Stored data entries
BEGIN
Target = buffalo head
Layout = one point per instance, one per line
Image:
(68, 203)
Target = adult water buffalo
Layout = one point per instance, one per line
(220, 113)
END
- Task details
Return only this span, exactly: the line that contains "Target = adult water buffalo" and all lines after it to the end of the records.

- Output for this task
Target = adult water buffalo
Layout = one point per instance, one per line
(220, 113)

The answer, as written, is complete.